» **TEXT SEGMENT**
· · ·

In Ezekiel Ch. 37 the prophet Ezekiel is brought into a valley filled with bones. He is commanded by G-d to prophesize concerning the bones that they should have sinews, flesh and skin, and ultimately come alive. Ezekiel does as he is told and a host of people are resurrected.

Though there is an opinion in the Talmud that this passage is only allegorical, the majority opinion is that the bones were actually resurrected into bodies. In fact, in the Talmud (Sanhedrin, 92b) there is a discussion concerning what happened to the bodies after they were resurrected.

Rabbi Yose HaGalili says that they went to the Land of Israel, married, and had children. "Then Rabbi Yehuda ben Besaira stood up and said, 'I am descended from them and these are the tefilin which my grandfather bequeathed to me from them.'"

Skeptical? That's O.K. You're not alone. In fact, sprinkled throughout the Talmud are interactions between our Sages and Jews and gentiles who questioned the possibility of the future resurrection of the dead after the coming of Moshiach -- a fundamental belief of Judaism:

"An emperor said to Rabban Gamliel: 'You maintain that the dead will live again; but they turn to dust -- and can dust come to life?!'

"The emperor's daughter answered her father: 'If glassware, made by the breath of mere flesh and blood, can be reconstituted when shattered, then how much more so man, who was created by the breath of the Holy One, blessed be He.'

"A sectarian said to Geviha ben Pesisa: 'Woe to you, you wicked ones, who maintain that the dead will revive! The living indeed die, but shall the dead live?!'

"Geviha replied: 'Woe to you, you wicked ones, who maintain the dead will not revive. If those who never lived, now live, surely those who have lived, will live again!'"

· · ·

» **SUPPLIED RECORDS**
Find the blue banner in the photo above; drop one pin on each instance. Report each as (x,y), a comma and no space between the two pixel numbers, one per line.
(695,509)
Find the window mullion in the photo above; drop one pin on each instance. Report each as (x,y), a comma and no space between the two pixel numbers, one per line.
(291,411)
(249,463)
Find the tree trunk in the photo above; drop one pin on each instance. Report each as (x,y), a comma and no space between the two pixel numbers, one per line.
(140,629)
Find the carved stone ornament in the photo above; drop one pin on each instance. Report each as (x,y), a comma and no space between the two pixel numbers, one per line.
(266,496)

· · ·

» **SHORT TASK 1**
Using the passage on resurrection, decide whether each statement agrees with it, and support each yes or no with the deciding words quoted from the passage: (a) The majority opinion holds that the bones in Ezekiel's valley were only an allegory. (b) Rabbi Yose HaGalili says that those resurrected went to the Land of Israel, married, and had children. (c) Rabban Gamliel answered the emperor with the comparison to glassware.
» **SHORT TASK 2**
In the passage on resurrection, name every speaker whose words are quoted in the exchanges that follow "a fundamental belief of Judaism", whether or not the speaker is named.
» **SHORT TASK 3**
Reproduce the passage on resurrection between "In Ezekiel Ch." and "they were resurrected.", inclusive.

» **RIGHT ANSWER 1**
(a) No: "the majority opinion is that the bones were actually resurrected into bodies."
(b) Yes: "Rabbi Yose HaGalili says that they went to the Land of Israel, married, and had children."
(c) No: "The emperor's daughter answered her father: 'If glassware, made by the breath of mere flesh and blood, can be reconstituted when shattered, then how much more so man, who was created by the breath of the Holy One, blessed be He.'"

» **RIGHT ANSWER 2**
- The emperor
- The emperor's daughter
- A sectarian
- Geviha ben Pesisa

» **RIGHT ANSWER 3**
In Ezekiel Ch. 37 the prophet Ezekiel is brought into a valley filled with bones. He is commanded by G-d to prophesize concerning the bones that they should have sinews, flesh and skin, and ultimately come alive. Ezekiel does as he is told and a host of people are resurrected.

Though there is an opinion in the Talmud that this passage is only allegorical, the majority opinion is that the bones were actually resurrected into bodies. In fact, in the Talmud (Sanhedrin, 92b) there is a discussion concerning what happened to the bodies after they were resurrected.